Copy each of the following records verbatim, leaving every line unchanged.

RECORDS:
= = = = =
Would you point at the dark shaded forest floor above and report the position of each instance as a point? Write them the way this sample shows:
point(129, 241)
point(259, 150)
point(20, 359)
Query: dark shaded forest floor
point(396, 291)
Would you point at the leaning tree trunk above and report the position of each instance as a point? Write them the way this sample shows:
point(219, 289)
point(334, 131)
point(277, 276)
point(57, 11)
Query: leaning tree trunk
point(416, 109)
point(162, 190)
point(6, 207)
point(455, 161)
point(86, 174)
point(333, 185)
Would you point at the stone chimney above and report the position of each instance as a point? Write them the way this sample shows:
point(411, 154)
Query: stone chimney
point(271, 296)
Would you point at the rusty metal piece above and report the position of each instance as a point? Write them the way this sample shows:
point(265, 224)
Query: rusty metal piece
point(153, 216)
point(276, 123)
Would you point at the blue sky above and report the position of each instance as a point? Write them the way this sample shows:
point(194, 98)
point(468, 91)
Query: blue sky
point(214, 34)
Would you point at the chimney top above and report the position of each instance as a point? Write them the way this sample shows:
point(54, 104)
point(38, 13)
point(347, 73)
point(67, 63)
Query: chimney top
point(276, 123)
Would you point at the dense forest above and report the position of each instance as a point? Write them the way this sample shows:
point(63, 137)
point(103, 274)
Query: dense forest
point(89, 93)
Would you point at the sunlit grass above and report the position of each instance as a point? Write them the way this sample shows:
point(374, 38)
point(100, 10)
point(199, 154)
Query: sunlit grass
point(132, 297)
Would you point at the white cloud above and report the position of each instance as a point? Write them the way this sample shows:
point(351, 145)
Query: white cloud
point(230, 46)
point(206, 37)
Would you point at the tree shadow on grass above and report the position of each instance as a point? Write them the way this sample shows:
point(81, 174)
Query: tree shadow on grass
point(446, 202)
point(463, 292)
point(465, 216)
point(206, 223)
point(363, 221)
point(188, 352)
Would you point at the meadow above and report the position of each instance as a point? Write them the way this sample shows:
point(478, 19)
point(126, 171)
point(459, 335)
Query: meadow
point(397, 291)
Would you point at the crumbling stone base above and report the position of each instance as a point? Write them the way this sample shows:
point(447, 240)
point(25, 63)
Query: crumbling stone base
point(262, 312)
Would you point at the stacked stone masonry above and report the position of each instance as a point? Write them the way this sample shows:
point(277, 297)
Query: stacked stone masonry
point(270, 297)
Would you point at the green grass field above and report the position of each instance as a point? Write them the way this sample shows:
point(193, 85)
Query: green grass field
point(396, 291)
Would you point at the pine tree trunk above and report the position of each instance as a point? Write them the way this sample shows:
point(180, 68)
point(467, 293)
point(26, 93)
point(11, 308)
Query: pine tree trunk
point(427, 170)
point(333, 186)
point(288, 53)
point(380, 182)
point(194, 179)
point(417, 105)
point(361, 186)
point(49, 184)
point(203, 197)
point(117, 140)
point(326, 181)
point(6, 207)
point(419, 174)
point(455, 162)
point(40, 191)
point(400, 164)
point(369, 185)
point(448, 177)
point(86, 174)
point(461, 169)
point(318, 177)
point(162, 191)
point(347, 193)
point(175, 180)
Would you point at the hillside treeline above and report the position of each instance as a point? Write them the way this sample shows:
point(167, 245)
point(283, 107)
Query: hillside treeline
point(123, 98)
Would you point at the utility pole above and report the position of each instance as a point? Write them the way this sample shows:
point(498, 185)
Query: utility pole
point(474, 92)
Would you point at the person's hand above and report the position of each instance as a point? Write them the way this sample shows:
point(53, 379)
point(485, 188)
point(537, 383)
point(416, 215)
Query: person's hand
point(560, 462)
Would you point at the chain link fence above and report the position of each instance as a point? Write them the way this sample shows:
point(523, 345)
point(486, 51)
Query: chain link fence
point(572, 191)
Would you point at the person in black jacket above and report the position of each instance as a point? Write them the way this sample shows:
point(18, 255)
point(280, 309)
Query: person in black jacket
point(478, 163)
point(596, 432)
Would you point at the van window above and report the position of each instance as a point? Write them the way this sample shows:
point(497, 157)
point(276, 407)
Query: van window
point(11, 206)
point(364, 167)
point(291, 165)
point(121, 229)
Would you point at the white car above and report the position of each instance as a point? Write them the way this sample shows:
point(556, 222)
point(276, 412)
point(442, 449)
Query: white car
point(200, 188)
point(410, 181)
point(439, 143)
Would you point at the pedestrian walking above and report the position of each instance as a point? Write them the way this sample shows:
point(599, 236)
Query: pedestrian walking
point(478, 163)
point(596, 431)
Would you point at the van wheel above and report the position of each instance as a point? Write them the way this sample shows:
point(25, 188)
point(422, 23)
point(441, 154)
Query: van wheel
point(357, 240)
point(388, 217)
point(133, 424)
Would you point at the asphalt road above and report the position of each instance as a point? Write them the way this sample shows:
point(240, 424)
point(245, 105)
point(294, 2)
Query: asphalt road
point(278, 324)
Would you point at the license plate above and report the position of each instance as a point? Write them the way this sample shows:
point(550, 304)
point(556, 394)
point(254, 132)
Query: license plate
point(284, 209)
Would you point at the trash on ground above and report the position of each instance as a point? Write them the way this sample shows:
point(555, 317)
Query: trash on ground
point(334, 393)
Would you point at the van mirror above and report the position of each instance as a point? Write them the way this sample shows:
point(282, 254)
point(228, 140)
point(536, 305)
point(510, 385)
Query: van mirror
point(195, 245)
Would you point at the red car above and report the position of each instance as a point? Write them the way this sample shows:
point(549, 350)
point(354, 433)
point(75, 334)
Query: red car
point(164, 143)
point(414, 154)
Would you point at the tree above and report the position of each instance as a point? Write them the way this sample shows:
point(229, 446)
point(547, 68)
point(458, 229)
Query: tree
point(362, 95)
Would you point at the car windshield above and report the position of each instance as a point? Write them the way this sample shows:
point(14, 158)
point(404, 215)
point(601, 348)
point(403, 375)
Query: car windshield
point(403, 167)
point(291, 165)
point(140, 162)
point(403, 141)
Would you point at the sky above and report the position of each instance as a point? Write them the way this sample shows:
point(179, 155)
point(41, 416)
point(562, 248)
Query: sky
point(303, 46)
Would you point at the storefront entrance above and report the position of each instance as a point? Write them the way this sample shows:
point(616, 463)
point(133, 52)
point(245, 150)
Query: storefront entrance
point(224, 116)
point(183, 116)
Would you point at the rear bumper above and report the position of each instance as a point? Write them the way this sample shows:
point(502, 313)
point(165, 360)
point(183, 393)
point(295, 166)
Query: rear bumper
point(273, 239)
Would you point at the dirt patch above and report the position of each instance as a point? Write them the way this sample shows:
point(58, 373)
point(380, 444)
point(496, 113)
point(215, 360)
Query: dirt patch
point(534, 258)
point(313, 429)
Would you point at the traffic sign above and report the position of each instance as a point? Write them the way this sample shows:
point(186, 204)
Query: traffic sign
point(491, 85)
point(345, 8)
= = = = =
FULL ANSWER:
Would you point at the dark shaded forest floor above and report the position of each instance as a point? Write them the way this sample shows:
point(129, 241)
point(259, 150)
point(20, 359)
Query: dark shaded forest floor
point(396, 291)
Would you point at the leaning tree trunk above and report the position of each instance as a point? Write them the way this sample shows:
point(219, 289)
point(334, 131)
point(277, 276)
point(57, 11)
Query: leaning tree trunk
point(416, 109)
point(162, 190)
point(6, 207)
point(455, 161)
point(86, 174)
point(333, 185)
Would you point at the stone chimney above and report the position of each instance as a point? Write them the way this sample shows:
point(411, 154)
Query: stone chimney
point(271, 296)
Would you point at the rusty metal piece above and report the position of each instance as a point? Write them the way this sample shows:
point(265, 224)
Query: rusty metal piece
point(153, 216)
point(276, 123)
Would you point at the blue sky above and report the position of each instance as a point? Write them the way this sample shows:
point(194, 98)
point(468, 91)
Query: blue sky
point(214, 34)
Would you point at the chimney top above and report the position of each instance as a point? Write them the way this sample shows:
point(54, 104)
point(38, 13)
point(347, 73)
point(67, 63)
Query: chimney top
point(276, 123)
Would you point at the dense forest above and report the position of each instance as a point? Write them the way this sample shows:
point(63, 137)
point(103, 274)
Query: dense forest
point(89, 93)
Would you point at the sunlit grass above and report the position of each instance as a point? Write them the way this sample shows:
point(374, 38)
point(100, 10)
point(199, 154)
Query: sunlit grass
point(132, 297)
Would you point at the white cloud above and report the position of each instance as a point? Write them the way this sample shows:
point(351, 145)
Query: white cloud
point(230, 46)
point(206, 37)
Would you point at the tree shadow on grass above and report the position of each instance as a point? Write them the way this sample shows:
point(81, 174)
Query: tree shadow on grass
point(446, 202)
point(463, 292)
point(465, 216)
point(206, 223)
point(363, 221)
point(188, 352)
Would you point at the meadow above and report the position of each instance as a point? Write them the way this sample shows:
point(478, 19)
point(126, 171)
point(459, 335)
Query: meadow
point(397, 291)
Would you point at the crumbling stone base above and report the position of each instance as a point? Write them the way this sample shows:
point(447, 240)
point(25, 63)
Query: crumbling stone base
point(262, 312)
Would you point at the stacked stone masonry above and report the position of each instance as a point? Write them the way this sample shows:
point(277, 297)
Query: stacked stone masonry
point(270, 297)
Would you point at the green grass field above and report the position of each instance as a point? Write them the way this sample shows:
point(193, 85)
Query: green grass field
point(396, 291)
Would you point at the pine tree trunk above and report the position of each instance as a point? Write them the way this sample shows:
point(180, 68)
point(467, 293)
point(26, 93)
point(11, 308)
Query: pine tree trunk
point(427, 170)
point(333, 186)
point(288, 53)
point(380, 182)
point(194, 179)
point(417, 105)
point(361, 186)
point(49, 184)
point(203, 197)
point(117, 140)
point(326, 181)
point(6, 207)
point(419, 174)
point(455, 162)
point(40, 191)
point(400, 164)
point(369, 185)
point(448, 177)
point(86, 174)
point(461, 169)
point(318, 177)
point(162, 191)
point(347, 193)
point(175, 180)
Would you point at the hillside treeline above and report the position of each instance as a point? Write them the way this sample shows:
point(167, 245)
point(283, 107)
Query: hillside treeline
point(123, 98)
Would you point at the utility pole above and report the position of each instance as a point? Write them the way this sample shows:
point(498, 185)
Query: utility pole
point(474, 92)
Would you point at the person's hand above and report the position of each instance as a point? Write them the way this sample shows:
point(53, 379)
point(485, 188)
point(537, 383)
point(416, 215)
Query: person's hand
point(560, 462)
Would you point at the chain link fence above and report the position of each instance as a point? Write them the way this sample shows:
point(523, 345)
point(486, 51)
Query: chain link fence
point(572, 191)
Would you point at the person in black jacket above and report the position of each instance as a point? Write them the way this sample shows:
point(18, 255)
point(280, 309)
Query: person in black jacket
point(478, 163)
point(596, 432)
Would you point at the van window above and report the position of each instance as a point? Write them the way this sample shows:
point(497, 157)
point(276, 407)
Query: van window
point(11, 206)
point(364, 167)
point(291, 165)
point(121, 229)
Would you point at the white car above and report the position of each instance as a point? Write them the way this sample shows:
point(556, 222)
point(276, 412)
point(442, 449)
Query: white car
point(200, 188)
point(410, 181)
point(439, 143)
Would you point at the pedestrian walking above and report the position of each instance as a point? Write them the way this sample shows:
point(599, 236)
Query: pedestrian walking
point(478, 163)
point(596, 431)
Would you point at the van wheel above and report the position of each instance as a point? Write them the way this sample shows:
point(25, 188)
point(422, 23)
point(441, 154)
Query: van wheel
point(357, 240)
point(388, 217)
point(133, 424)
Would you point at the asphalt road above and report the position of each instance as a point? Write them the way this sample shows:
point(240, 424)
point(245, 105)
point(294, 2)
Query: asphalt road
point(278, 324)
Would you point at the license plate above and report the position of each instance as a point? Write them the way this sample shows:
point(550, 304)
point(556, 394)
point(254, 132)
Query: license plate
point(284, 209)
Would you point at the trash on ground above and report the position of each instance as a point? Write them the way this sample shows:
point(555, 317)
Query: trash on ground
point(334, 393)
Would you point at the van mirror above and report the position of each instance as a point? Write them the way this sample shows:
point(282, 254)
point(228, 140)
point(536, 305)
point(510, 385)
Query: van mirror
point(195, 245)
Would you point at the red car above and report the position of each instance as a point? Write them the way this sample shows:
point(549, 350)
point(354, 433)
point(75, 334)
Query: red car
point(164, 143)
point(414, 154)
Would you point at the tree above and report the position of each instance as a point? Write them the way this sample shows:
point(229, 446)
point(547, 68)
point(458, 229)
Query: tree
point(362, 95)
Would you point at the car windshield above and report the position of each instance as a point? Write them the way this sample shows:
point(14, 158)
point(404, 215)
point(601, 348)
point(403, 375)
Query: car windshield
point(403, 167)
point(291, 165)
point(140, 162)
point(403, 141)
Would you point at the sky above and report the position of each instance as a point? Write them the way this sample shows:
point(179, 155)
point(41, 416)
point(562, 248)
Query: sky
point(303, 46)
Would you point at the storefront entrance above and report the position of each instance as a point? Write them the way this sample shows:
point(616, 463)
point(133, 52)
point(245, 150)
Query: storefront entrance
point(224, 116)
point(183, 116)
Would you point at the rear bumper above and report the position of each instance as a point? Write them the way this sample shows:
point(502, 313)
point(165, 360)
point(183, 393)
point(295, 166)
Query: rear bumper
point(273, 239)
Would you point at the dirt patch above and report the position of each instance as a point? Write them the way this sample shows:
point(58, 373)
point(380, 444)
point(496, 113)
point(215, 360)
Query: dirt patch
point(534, 258)
point(313, 429)
Would you point at the traffic sign above and report the position of each instance as a point? Write them the way this sample shows:
point(186, 204)
Query: traffic sign
point(491, 85)
point(345, 8)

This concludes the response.